__Goals__
1. In the Spleeter talk description, on what date was the Spleeter repository released?
2. From the Spleeter talk description, extract the passage between "Source separation, stem" and "came into play.", inclusive.

Source separation, stem separation, de-mixing are all different ways of referring to the same problem of recovering the mono-instruments tracks that were mixed together to produce a music file. Recently, the research team at Deezer released a free and open source software as well as trained models to perform multi-source separation of music, with state-of-the-art accuracy. In this presentation we come back on our journey to open sourcing the Spleeter library, from doing the ground research, training the models, to releasing them. We put emphasis on the technological challenges that had to be solved as well as the practical and legal considerations that came into play.
Released on october 29th 2019, the Spleeter (https://github.com/deezer/spleeter) github repository received more than 5000 stars on its first week online and numerous positive feedbacks as well as press coverage. This talk will explain how we went from research code to this fairly easy to use open Python library, that integrates pre-trained models for inference and re-training.

__Provided material__
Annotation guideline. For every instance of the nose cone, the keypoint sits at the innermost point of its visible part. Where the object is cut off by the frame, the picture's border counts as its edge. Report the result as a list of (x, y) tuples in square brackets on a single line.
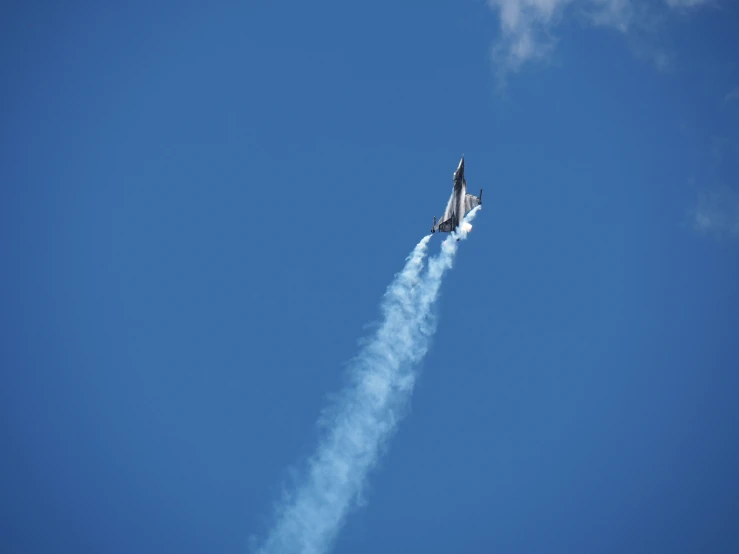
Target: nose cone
[(459, 174)]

__Responses per task__
1. October 29th, 2019

2.
Source separation, stem separation, de-mixing are all different ways of referring to the same problem of recovering the mono-instruments tracks that were mixed together to produce a music file. Recently, the research team at Deezer released a free and open source software as well as trained models to perform multi-source separation of music, with state-of-the-art accuracy. In this presentation we come back on our journey to open sourcing the Spleeter library, from doing the ground research, training the models, to releasing them. We put emphasis on the technological challenges that had to be solved as well as the practical and legal considerations that came into play.